WHAT IS NEEDED:
The answer must be every line of the records below that holds the word "target".

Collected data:
+ + +

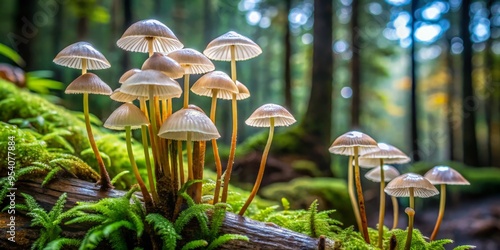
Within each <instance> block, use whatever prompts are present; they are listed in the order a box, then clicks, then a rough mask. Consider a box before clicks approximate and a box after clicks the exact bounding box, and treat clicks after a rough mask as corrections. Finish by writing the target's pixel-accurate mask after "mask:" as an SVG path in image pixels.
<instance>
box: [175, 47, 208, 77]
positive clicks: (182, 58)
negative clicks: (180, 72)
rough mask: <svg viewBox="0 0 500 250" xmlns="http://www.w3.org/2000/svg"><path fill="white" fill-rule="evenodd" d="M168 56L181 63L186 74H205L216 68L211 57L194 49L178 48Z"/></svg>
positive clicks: (178, 62)
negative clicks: (200, 52) (210, 60)
mask: <svg viewBox="0 0 500 250" xmlns="http://www.w3.org/2000/svg"><path fill="white" fill-rule="evenodd" d="M168 56H169V57H170V58H172V59H174V60H175V61H177V62H178V63H179V64H180V65H181V67H182V68H183V69H184V74H203V73H206V72H210V71H212V70H214V69H215V66H214V64H213V63H212V61H210V59H208V58H207V57H206V56H205V55H203V54H202V53H200V52H198V51H196V50H194V49H181V50H177V51H174V52H172V53H170V54H168Z"/></svg>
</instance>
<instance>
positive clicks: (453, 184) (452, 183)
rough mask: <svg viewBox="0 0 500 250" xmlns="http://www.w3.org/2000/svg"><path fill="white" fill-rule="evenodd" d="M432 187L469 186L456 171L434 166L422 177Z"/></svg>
mask: <svg viewBox="0 0 500 250" xmlns="http://www.w3.org/2000/svg"><path fill="white" fill-rule="evenodd" d="M424 177H425V178H427V180H429V181H430V182H431V183H432V184H433V185H439V184H448V185H470V183H469V181H467V180H466V179H465V178H464V177H463V176H462V175H461V174H460V173H459V172H458V171H456V170H455V169H453V168H450V167H448V166H435V167H433V168H432V169H431V170H429V171H427V173H426V174H425V175H424Z"/></svg>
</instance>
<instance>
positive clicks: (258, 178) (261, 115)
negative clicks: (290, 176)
mask: <svg viewBox="0 0 500 250" xmlns="http://www.w3.org/2000/svg"><path fill="white" fill-rule="evenodd" d="M245 123H246V124H247V125H249V126H253V127H269V136H268V138H267V143H266V146H265V148H264V152H263V153H262V159H261V161H260V167H259V173H258V174H257V179H256V180H255V184H254V185H253V188H252V192H251V193H250V196H249V197H248V199H247V201H246V202H245V204H244V205H243V207H242V208H241V210H240V212H239V215H241V216H243V214H245V211H246V210H247V208H248V206H249V205H250V203H251V202H252V200H253V198H254V197H255V195H256V194H257V191H259V187H260V183H261V182H262V177H264V170H265V168H266V161H267V155H268V154H269V149H270V148H271V142H272V141H273V135H274V127H275V126H290V125H292V124H293V123H295V118H294V117H293V115H292V114H290V112H288V110H286V109H285V108H283V107H282V106H280V105H277V104H264V105H262V106H260V107H259V108H258V109H256V110H255V111H254V112H253V113H252V114H251V115H250V117H249V118H248V119H247V120H246V121H245Z"/></svg>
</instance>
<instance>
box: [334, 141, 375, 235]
mask: <svg viewBox="0 0 500 250" xmlns="http://www.w3.org/2000/svg"><path fill="white" fill-rule="evenodd" d="M378 150H379V148H378V146H377V142H376V141H375V140H373V138H371V137H370V136H368V135H366V134H364V133H361V132H358V131H350V132H347V133H345V134H343V135H341V136H339V137H337V139H335V141H333V143H332V145H331V146H330V148H329V151H330V153H333V154H340V155H348V156H353V157H354V165H355V166H354V177H355V182H356V191H357V196H358V204H359V215H358V217H356V219H357V220H358V227H360V228H359V230H361V231H362V232H363V237H364V239H365V241H366V243H370V236H369V235H368V222H367V220H366V212H365V201H364V198H363V189H362V188H361V178H360V174H359V163H358V156H359V155H363V154H366V153H370V152H374V151H378ZM351 168H352V163H351V159H350V158H349V169H348V190H349V197H350V198H351V205H352V207H353V210H354V213H355V215H356V211H357V204H356V198H355V197H354V187H353V185H352V178H351V177H352V169H351ZM360 224H361V225H360Z"/></svg>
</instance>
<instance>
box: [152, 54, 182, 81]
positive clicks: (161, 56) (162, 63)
mask: <svg viewBox="0 0 500 250" xmlns="http://www.w3.org/2000/svg"><path fill="white" fill-rule="evenodd" d="M147 69H153V70H158V71H161V72H162V73H164V74H165V75H167V76H168V77H170V78H172V79H177V78H181V77H182V76H184V69H183V68H182V67H181V65H179V63H178V62H177V61H175V60H174V59H172V58H170V57H168V56H166V55H164V54H162V53H158V52H155V53H154V54H153V55H152V56H150V57H149V58H148V59H146V61H144V63H143V64H142V70H147Z"/></svg>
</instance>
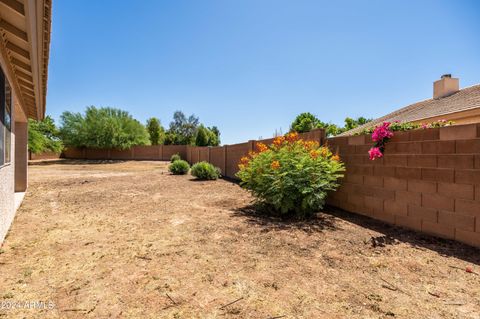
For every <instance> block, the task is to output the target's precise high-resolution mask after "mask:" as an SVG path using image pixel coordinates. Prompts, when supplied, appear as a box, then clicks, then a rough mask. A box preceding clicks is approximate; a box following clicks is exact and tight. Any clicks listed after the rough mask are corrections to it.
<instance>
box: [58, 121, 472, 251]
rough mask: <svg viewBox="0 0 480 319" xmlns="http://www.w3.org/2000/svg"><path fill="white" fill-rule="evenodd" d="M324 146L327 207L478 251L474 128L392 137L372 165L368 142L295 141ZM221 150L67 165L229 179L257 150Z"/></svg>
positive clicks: (443, 130)
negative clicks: (199, 171)
mask: <svg viewBox="0 0 480 319" xmlns="http://www.w3.org/2000/svg"><path fill="white" fill-rule="evenodd" d="M300 136H301V138H303V139H305V140H315V141H319V142H320V143H321V144H323V143H324V142H325V141H326V142H327V144H328V145H329V147H330V148H331V149H332V151H333V152H338V153H339V155H340V157H341V159H342V160H343V161H344V162H345V165H346V168H347V170H346V173H345V178H344V179H343V181H342V186H341V187H340V188H339V190H338V191H337V192H335V193H332V194H331V195H330V196H329V199H328V204H330V205H332V206H336V207H339V208H342V209H345V210H347V211H350V212H354V213H358V214H362V215H367V216H370V217H372V218H375V219H379V220H382V221H385V222H387V223H391V224H395V225H399V226H404V227H407V228H411V229H414V230H417V231H422V232H425V233H429V234H433V235H436V236H440V237H444V238H449V239H456V240H458V241H461V242H464V243H467V244H470V245H473V246H477V247H480V124H478V125H477V124H471V125H457V126H450V127H442V128H435V129H426V130H423V129H420V130H413V131H407V132H395V135H394V137H393V138H392V139H391V140H390V141H389V142H388V143H387V145H386V150H385V154H384V157H383V158H381V159H376V160H375V161H370V160H369V156H368V150H369V149H370V147H371V146H372V145H373V142H372V141H371V136H370V135H359V136H350V137H334V138H329V139H327V140H325V132H324V131H323V130H320V129H319V130H313V131H311V132H309V133H303V134H300ZM258 142H262V143H265V144H269V143H271V142H272V139H266V140H262V141H249V142H246V143H240V144H234V145H225V146H219V147H195V146H185V145H160V146H138V147H134V148H132V149H131V150H127V151H114V150H89V149H83V150H79V149H69V150H66V151H65V157H67V158H83V159H131V160H136V159H145V160H169V159H170V156H171V155H173V154H175V153H179V154H180V156H181V157H182V158H184V159H186V160H187V161H188V162H189V163H191V164H193V163H196V162H199V161H207V162H210V163H212V164H213V165H215V166H217V167H219V168H220V169H221V171H222V174H223V175H224V176H227V177H229V178H235V173H236V172H237V171H238V166H237V165H238V162H239V160H240V158H241V157H242V156H243V155H245V154H247V153H248V152H249V151H252V150H255V143H258Z"/></svg>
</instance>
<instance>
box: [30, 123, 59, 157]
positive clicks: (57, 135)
mask: <svg viewBox="0 0 480 319" xmlns="http://www.w3.org/2000/svg"><path fill="white" fill-rule="evenodd" d="M62 149H63V143H62V141H61V140H60V138H59V132H58V129H57V127H56V126H55V122H54V121H53V119H52V118H51V117H50V116H47V117H45V119H43V120H42V121H36V120H33V119H29V120H28V150H29V151H30V152H32V153H34V154H39V153H44V152H54V153H60V152H61V151H62Z"/></svg>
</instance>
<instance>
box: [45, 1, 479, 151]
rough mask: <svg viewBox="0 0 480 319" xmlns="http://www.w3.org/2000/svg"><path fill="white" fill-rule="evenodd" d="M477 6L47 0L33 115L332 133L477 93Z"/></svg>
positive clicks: (163, 1)
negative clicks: (316, 125)
mask: <svg viewBox="0 0 480 319" xmlns="http://www.w3.org/2000/svg"><path fill="white" fill-rule="evenodd" d="M479 34H480V2H479V1H474V0H473V1H459V0H452V1H442V0H435V1H427V0H422V1H413V0H412V1H406V0H398V1H373V0H368V1H367V0H365V1H319V0H317V1H303V0H298V1H293V0H290V1H284V0H268V1H267V0H241V1H239V0H237V1H225V0H219V1H209V0H205V1H193V0H192V1H182V0H179V1H177V0H176V1H173V0H170V1H160V0H143V1H120V0H102V1H98V0H82V1H76V0H61V1H54V7H53V25H52V42H51V52H50V69H49V84H48V96H47V114H50V115H52V116H53V117H54V118H55V119H56V120H58V118H59V116H60V114H61V113H62V112H63V111H65V110H69V111H83V110H84V109H85V107H86V106H88V105H96V106H114V107H118V108H121V109H125V110H128V111H129V112H130V113H131V114H132V115H133V116H134V117H135V118H137V119H139V120H140V121H142V122H145V120H146V119H147V118H149V117H152V116H155V117H158V118H160V120H161V122H162V124H163V125H164V126H168V124H169V123H170V121H171V118H172V114H173V112H174V111H175V110H182V111H184V112H185V113H187V114H191V113H195V114H196V115H197V116H199V117H200V121H201V122H203V123H205V124H206V125H208V126H211V125H216V126H218V127H219V129H220V131H221V133H222V142H223V143H225V144H232V143H236V142H242V141H245V140H248V139H256V138H258V137H263V138H266V137H271V136H272V135H273V133H274V132H275V130H280V129H282V130H283V132H285V131H287V130H288V127H289V124H290V123H291V121H292V120H293V118H294V117H295V116H296V115H297V114H298V113H300V112H306V111H309V112H312V113H314V114H316V115H317V116H318V117H319V118H320V119H321V120H323V121H327V122H332V123H337V124H341V123H342V122H343V119H344V118H345V117H346V116H350V117H357V116H366V117H373V118H374V117H378V116H381V115H384V114H386V113H388V112H390V111H392V110H395V109H397V108H400V107H402V106H405V105H407V104H410V103H413V102H416V101H418V100H423V99H427V98H430V97H431V96H432V82H433V81H434V80H436V79H438V78H439V77H440V75H441V74H443V73H452V74H453V76H456V77H459V78H460V86H461V87H466V86H471V85H474V84H478V83H480V59H479V57H480V37H479Z"/></svg>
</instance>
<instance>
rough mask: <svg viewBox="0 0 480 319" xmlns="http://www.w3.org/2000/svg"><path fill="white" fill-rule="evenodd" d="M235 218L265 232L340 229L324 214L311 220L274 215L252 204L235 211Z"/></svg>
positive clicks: (318, 231) (335, 223)
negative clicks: (266, 231) (244, 220)
mask: <svg viewBox="0 0 480 319" xmlns="http://www.w3.org/2000/svg"><path fill="white" fill-rule="evenodd" d="M234 216H236V217H244V218H246V219H247V223H249V224H252V225H256V226H260V227H262V228H264V229H263V231H271V230H302V231H304V232H307V233H314V232H323V231H326V230H328V231H333V230H337V229H338V227H337V225H336V223H335V217H334V216H331V215H327V214H323V213H318V214H314V215H313V216H311V217H309V218H303V219H299V218H295V217H291V216H280V215H274V213H272V212H271V211H269V210H268V209H267V208H265V207H264V206H261V205H258V204H250V205H247V206H244V207H240V208H237V209H235V210H234Z"/></svg>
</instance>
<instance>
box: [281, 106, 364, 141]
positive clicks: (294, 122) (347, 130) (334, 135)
mask: <svg viewBox="0 0 480 319" xmlns="http://www.w3.org/2000/svg"><path fill="white" fill-rule="evenodd" d="M370 121H371V119H367V118H364V117H362V116H361V117H358V118H356V119H353V118H350V117H347V118H345V126H344V127H339V126H337V125H335V124H332V123H325V122H322V121H321V120H319V119H318V118H317V117H316V116H315V115H313V114H312V113H309V112H305V113H301V114H299V115H298V116H297V117H296V118H295V120H294V121H293V122H292V124H291V126H290V131H291V132H298V133H304V132H308V131H311V130H313V129H315V128H323V129H325V132H326V134H327V136H335V135H338V134H340V133H343V132H346V131H348V130H351V129H353V128H355V127H358V126H360V125H363V124H365V123H368V122H370Z"/></svg>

+ + +

ANSWER:
Within each <instance> block, use whatever prompts are present; they are listed in the order a box, then clicks, then a rough mask. Consider a box before clicks approximate and a box after clicks the exact bounding box, and treat clicks after a rough mask as corrections. Finish by writing the target's pixel-accurate mask after "mask:" as an SVG path in image pixels.
For every <instance> block, the task is to output the target's precise high-resolution mask after "mask:" as an SVG path using image pixel coordinates. Prompts, when supplied, appear as a box, then clicks, then a rough mask. A box preceding clicks is approximate; a box following clicks is exact and tight. Any clicks listed after the rough mask are corrections to it.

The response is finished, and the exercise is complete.